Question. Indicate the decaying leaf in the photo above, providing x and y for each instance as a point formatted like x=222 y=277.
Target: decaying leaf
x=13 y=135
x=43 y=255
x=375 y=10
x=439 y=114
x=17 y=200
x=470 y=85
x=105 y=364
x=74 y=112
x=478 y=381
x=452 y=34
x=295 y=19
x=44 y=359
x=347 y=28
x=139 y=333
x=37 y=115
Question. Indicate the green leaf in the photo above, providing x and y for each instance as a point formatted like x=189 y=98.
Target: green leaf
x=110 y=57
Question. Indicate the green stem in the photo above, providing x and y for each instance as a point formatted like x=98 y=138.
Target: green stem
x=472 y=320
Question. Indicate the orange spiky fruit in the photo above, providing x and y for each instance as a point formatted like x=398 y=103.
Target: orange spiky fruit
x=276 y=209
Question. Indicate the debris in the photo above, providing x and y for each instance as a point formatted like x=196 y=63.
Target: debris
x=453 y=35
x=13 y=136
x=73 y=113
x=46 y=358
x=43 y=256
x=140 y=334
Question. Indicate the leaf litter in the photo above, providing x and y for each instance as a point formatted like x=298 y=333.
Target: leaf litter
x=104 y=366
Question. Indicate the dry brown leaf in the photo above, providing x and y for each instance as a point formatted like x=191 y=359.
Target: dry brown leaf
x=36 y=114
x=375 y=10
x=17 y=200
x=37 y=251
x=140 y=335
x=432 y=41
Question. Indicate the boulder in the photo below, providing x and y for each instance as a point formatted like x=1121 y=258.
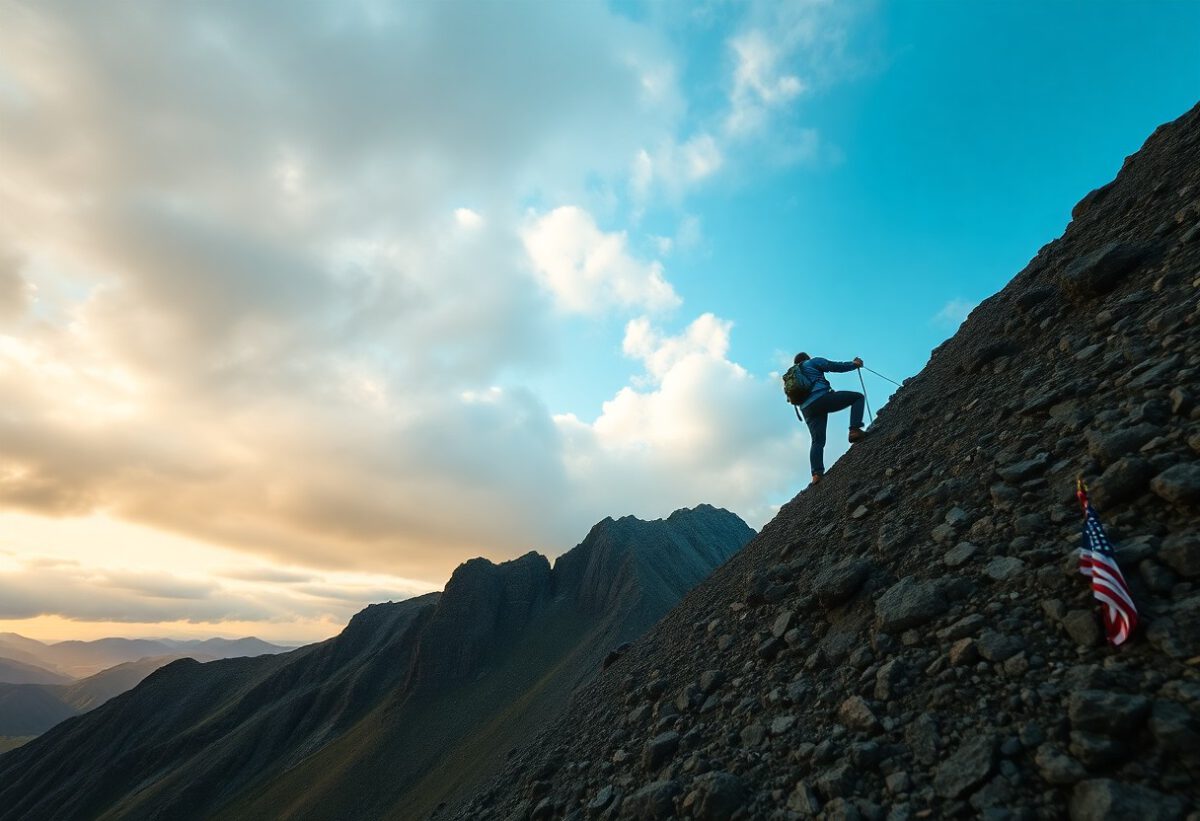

*INSTRUCTIONS FOR THE TASK:*
Copy all of the rows above word for word, leaving the pictures out of your copy.

*REPLY TO THE TASK:*
Question. Indicate the decaying leaf in the photo above, providing x and y for each instance as a point formatted like x=222 y=277.
Target: decaying leaf
x=13 y=135
x=43 y=255
x=375 y=10
x=439 y=114
x=17 y=200
x=470 y=85
x=105 y=364
x=74 y=112
x=478 y=381
x=452 y=34
x=295 y=19
x=44 y=359
x=347 y=28
x=139 y=333
x=37 y=115
Question. Indicate the green leaf in the photo above, providing x and y for each instance as a point formatted like x=189 y=98.
Target: green leaf
x=110 y=57
Question. Indicate the green stem in the photo above, providing x and y for each instance as a point formatted like x=98 y=138.
Target: green stem
x=472 y=320
Question. Indicate the orange spiky fruit in the photo above, providing x and y for each instance as a point formatted like x=398 y=103.
Target: orange spiky fruit
x=276 y=209
Question. Indicate the debris in the photo above, providing x and y for each instance as a point formatted like x=196 y=63.
Target: debris
x=453 y=35
x=13 y=136
x=73 y=113
x=46 y=358
x=43 y=256
x=140 y=334
Question. Indicate the leaf litter in the photo above, providing x and y for each instance as a point formatted like x=298 y=333.
Target: leaf litter
x=104 y=366
Question. Indicate the dry brown leaf in the photo above, providing x and y for each instance as a point formatted like x=191 y=359.
Target: dry brown leaf
x=36 y=114
x=375 y=10
x=17 y=200
x=37 y=251
x=140 y=335
x=432 y=41
Question. Indicate the boulder in the photo below, providing x and y for each instance as a point formatted like x=1121 y=258.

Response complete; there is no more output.